* DIRECTIONS *
Rewrite the entries below, replacing "innermost point" with "centermost point" and leaving everything else unchanged. Leave the pictures out of your answer.
====
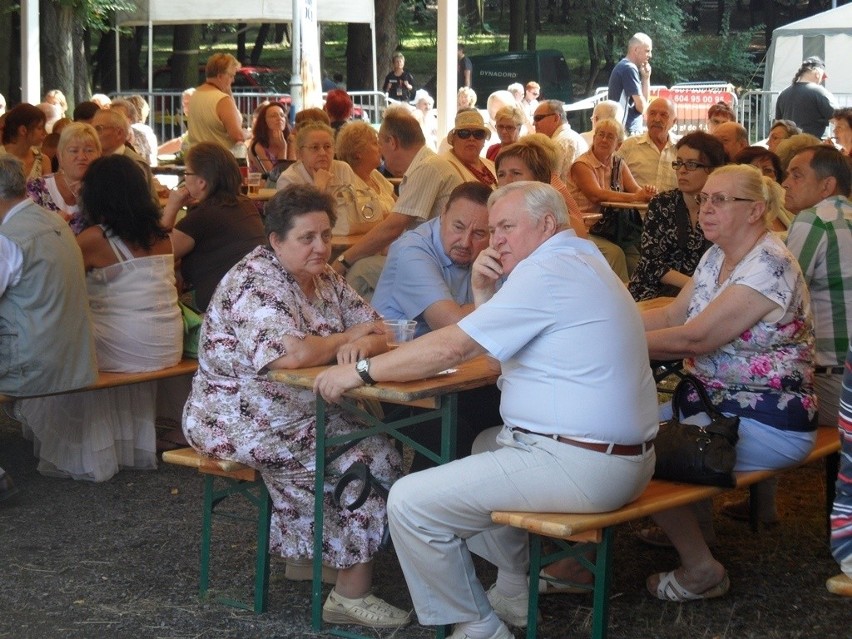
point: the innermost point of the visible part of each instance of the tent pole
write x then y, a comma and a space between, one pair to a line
296, 44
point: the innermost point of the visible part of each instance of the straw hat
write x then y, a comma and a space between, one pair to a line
468, 119
422, 94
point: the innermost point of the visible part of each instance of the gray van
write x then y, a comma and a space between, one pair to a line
496, 71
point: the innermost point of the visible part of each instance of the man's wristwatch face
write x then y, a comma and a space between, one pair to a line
362, 366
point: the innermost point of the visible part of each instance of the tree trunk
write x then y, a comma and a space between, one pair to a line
532, 23
359, 58
517, 18
82, 78
387, 38
10, 74
594, 58
257, 50
103, 64
184, 61
56, 23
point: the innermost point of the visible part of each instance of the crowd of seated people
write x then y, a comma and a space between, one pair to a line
738, 292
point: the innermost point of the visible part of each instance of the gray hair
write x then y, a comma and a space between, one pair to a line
608, 109
557, 107
539, 200
13, 183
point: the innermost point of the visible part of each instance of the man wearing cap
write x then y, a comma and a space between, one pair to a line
807, 102
427, 181
466, 140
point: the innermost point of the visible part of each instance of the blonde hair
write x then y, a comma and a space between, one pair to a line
613, 126
751, 184
310, 127
353, 137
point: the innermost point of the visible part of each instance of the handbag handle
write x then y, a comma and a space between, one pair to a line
680, 393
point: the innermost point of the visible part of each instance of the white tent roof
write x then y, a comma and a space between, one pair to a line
204, 11
827, 35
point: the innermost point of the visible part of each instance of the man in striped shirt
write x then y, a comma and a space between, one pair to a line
841, 514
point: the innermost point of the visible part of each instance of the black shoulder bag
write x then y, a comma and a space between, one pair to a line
697, 454
617, 224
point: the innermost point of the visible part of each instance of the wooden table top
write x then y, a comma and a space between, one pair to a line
344, 241
642, 206
473, 374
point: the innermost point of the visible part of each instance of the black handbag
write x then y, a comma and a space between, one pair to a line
697, 454
616, 224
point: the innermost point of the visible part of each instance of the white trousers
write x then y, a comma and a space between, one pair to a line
439, 516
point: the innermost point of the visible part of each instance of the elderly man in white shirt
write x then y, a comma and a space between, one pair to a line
549, 118
650, 155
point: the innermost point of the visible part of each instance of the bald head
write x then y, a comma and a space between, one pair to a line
733, 137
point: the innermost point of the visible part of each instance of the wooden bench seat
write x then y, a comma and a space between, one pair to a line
578, 530
235, 479
111, 380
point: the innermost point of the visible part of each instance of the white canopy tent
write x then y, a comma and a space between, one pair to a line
151, 12
827, 35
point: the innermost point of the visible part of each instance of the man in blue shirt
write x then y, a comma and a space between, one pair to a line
427, 273
630, 82
427, 278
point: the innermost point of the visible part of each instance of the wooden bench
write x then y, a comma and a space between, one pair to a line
111, 380
573, 533
234, 478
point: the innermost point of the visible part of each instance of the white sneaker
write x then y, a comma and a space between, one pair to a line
367, 611
503, 633
512, 610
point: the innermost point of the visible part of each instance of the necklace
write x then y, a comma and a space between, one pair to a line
727, 270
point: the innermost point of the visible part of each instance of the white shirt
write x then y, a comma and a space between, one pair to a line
11, 256
648, 164
557, 379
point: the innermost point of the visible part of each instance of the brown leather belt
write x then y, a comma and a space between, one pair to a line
627, 450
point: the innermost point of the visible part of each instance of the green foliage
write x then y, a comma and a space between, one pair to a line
97, 14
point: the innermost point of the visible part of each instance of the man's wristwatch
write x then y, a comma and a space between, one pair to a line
362, 367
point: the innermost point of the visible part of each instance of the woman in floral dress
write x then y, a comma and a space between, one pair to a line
282, 306
744, 327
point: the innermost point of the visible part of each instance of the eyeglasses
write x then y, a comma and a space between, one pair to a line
316, 148
719, 198
464, 134
690, 165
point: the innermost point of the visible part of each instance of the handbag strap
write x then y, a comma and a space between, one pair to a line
680, 394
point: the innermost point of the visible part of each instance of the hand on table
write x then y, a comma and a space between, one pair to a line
487, 269
335, 381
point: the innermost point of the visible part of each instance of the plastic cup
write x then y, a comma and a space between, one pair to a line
253, 182
399, 331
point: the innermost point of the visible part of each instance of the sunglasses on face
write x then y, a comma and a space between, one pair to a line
690, 165
464, 134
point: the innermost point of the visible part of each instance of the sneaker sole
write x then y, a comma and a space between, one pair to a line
331, 616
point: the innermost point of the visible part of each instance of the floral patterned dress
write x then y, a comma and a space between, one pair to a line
669, 242
767, 372
235, 412
44, 192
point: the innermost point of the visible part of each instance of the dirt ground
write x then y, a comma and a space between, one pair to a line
119, 559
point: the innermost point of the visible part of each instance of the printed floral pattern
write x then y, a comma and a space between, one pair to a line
235, 412
767, 372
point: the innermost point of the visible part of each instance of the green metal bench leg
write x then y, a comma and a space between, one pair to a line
206, 531
535, 569
261, 566
603, 583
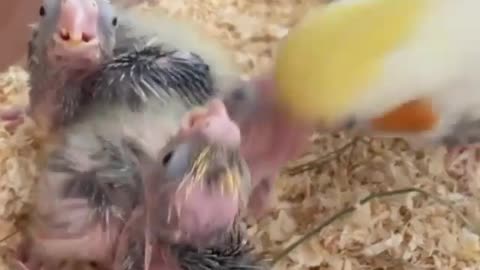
====
* OUTPUT FOR THIS TASK *
point: the centermost point of the visible part of each instance of the tent pole
write x then y, a comma and a space between, one pair to a line
296, 44
point: the centermost point of the visible part of each instance of the straw hat
write x then y, a comma and a space between, one pair to a line
468, 119
422, 94
point: the centermost point of the visible part of each instance of the gray van
write x then y, a comma and a space between, one pair to a line
496, 71
point: the centermost point of the visible part of each instance of the man's wristwatch face
write x then y, a comma and a space between, one pair to a line
362, 366
point: the centermost point of the visible part of each instance of the tree trunk
write x then y, a comma and a space between, one pair to a line
532, 23
359, 58
517, 18
82, 78
387, 38
10, 74
594, 58
257, 50
103, 64
184, 61
56, 23
point: the centermost point of the visible part of each instance of the crowd of seated people
write x then y, a comma and a space between, one pair to a line
738, 292
point: the centermost point of the visible part of each instance of the gray hair
write x then y, a comma and a space between, one pair to a line
608, 109
557, 107
539, 200
13, 183
point: the centermost point of the visible part of each instance of the man wearing cap
write x then y, a comma and a space between, one pair to a line
807, 102
427, 181
466, 140
point: the centermost point of the visible part of each instance of the blonde hair
write x then y, a comma and a space between, one pair to a line
613, 126
751, 184
310, 127
353, 137
point: the centermost point of the visible part of each instance of the handbag handle
write x then y, a comma and a space between, one pair to a line
680, 393
point: the centermost point of the visible part of each instance of the white tent roof
write x then y, a comma and a space between, one pair to a line
204, 11
827, 35
point: the centermost point of the visible part of each instance of the man in striped shirt
write x then y, a comma and a space between, one pair to a line
841, 514
point: the centermost point of the visible part of each instance of the black shoulder bag
write x then y, a comma and a space between, one pair to a line
697, 454
617, 224
point: the centermost point of the visible part of each instance of the wooden table top
write x then y, a comma and a space between, one pair to a line
344, 241
642, 206
473, 374
point: the centermost point of the visible part of each instance of the black handbag
write x then y, a comma and a space between, one pair to a line
697, 454
616, 224
point: the centermost point of the visible part of each instance of the white trousers
write x then y, a comma and a space between, one pair to a line
439, 516
point: the centermost point of the visible part of each instance of the elderly man in white shirt
write x then y, a comma and a space between, one pair to a line
549, 118
650, 155
point: the centermost point of the visible part of each instance of the bald head
write x then y, a comma and a space between, one pair to a line
733, 137
point: the centermost point of the visible part of each instance of the wooden bench seat
write x then y, a comma and a space between, one pair to a line
578, 530
235, 479
111, 380
point: the centermost point of the visible part of each instance of the white canopy tent
write x then y, a comma and a space between, one pair to a line
151, 12
827, 35
point: the centermost point of the visible part of each instance of the man in blue shirt
write x then y, a comma and a space between, one pair to a line
427, 273
630, 82
427, 278
point: the centermost point of the visible part of each instance of the wooden bench
write x then y, a comma and a space between, one pair to a line
111, 380
573, 533
234, 478
point: the centermost point of the visible part of each instance of the white sneaker
write x then y, a comma and a space between, one pair to a line
367, 611
503, 633
512, 610
point: the centermost point of the visible part of each instance of the necklace
write x then y, a comma and a space between, one pair to a line
727, 270
point: the centermost point of the visible part of each instance of the white shirt
write x then y, a comma and a space between, one pair to a line
11, 256
648, 164
557, 379
point: the centermost point of the visible part of each instance of the brown leather belt
write x then y, a comma and a space between, one pair to a line
627, 450
point: the centermost point of the visible part of each instance of the green foliage
write x then y, a comma and a space between, one pair to a line
97, 14
point: the centermost point of the visible part of each instance of the man's wristwatch
write x then y, a comma and a space between, one pair to a line
362, 367
point: the centermost point of the visible part of each instance of the woman in floral dress
write x then y, a comma and a space between, one pair to a line
282, 306
744, 327
point: the centermost point of the visible part of each instance of the eyeglasses
write x then y, a comma and a space between, one pair to a line
316, 148
719, 198
464, 134
690, 165
point: the centermost point of the visible part of each instance of the handbag strap
write x then y, a comma and a space between, one pair to a line
680, 394
point: the centermost point of the visible part of each instance of the hand on table
write x then y, a comma and a space between, one pair to a line
487, 269
335, 381
point: the centermost point of the visible part of each instance of the plastic cup
write x then y, a comma and a space between, one pair to a line
253, 182
399, 331
point: the centermost point of the visible part of each instance of the sunglasses on face
write x then y, a comma and a space between, one pair to a line
690, 165
464, 134
point: the centermost point of the visible part of each instance of the sneaker sole
write x then y, a comma and a space between, one pair to a line
331, 616
point: the centermost point of the visible part of each instance of the floral patterned dress
write x then y, a comma and a space between, one pair to a line
669, 242
767, 372
235, 412
44, 192
point: the centermost point of the visible part of each instance of the dirt ground
write x then y, a comma and a space between, one pair to a line
119, 559
point: the centermost point of the visible part of each instance of the printed floral pattern
write x then y, a comma and a space between, one pair to a line
235, 412
767, 372
point: the centermost point of the visible part of each instance of the green metal bench leg
write x then y, a comma and a space between, one pair to a line
206, 531
535, 569
261, 566
603, 583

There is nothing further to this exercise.